Referring expression data
....

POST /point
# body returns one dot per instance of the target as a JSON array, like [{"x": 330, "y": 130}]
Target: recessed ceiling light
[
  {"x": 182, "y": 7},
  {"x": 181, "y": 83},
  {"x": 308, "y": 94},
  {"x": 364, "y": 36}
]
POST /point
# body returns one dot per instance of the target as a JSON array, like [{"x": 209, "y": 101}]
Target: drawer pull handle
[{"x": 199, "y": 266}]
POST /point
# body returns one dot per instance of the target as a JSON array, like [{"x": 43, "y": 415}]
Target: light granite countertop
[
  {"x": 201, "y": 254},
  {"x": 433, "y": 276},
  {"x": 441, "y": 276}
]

....

→ **Task directions**: Among the entries, copy every line containing the word "body".

→ **Solution**:
# body returns one dot per instance of the target as a JSON array, like [{"x": 330, "y": 130}]
# body returns one dot per instance of the target as a JSON array, like [{"x": 209, "y": 101}]
# body returns one dot per instance of the target as a JSON array, like [{"x": 43, "y": 415}]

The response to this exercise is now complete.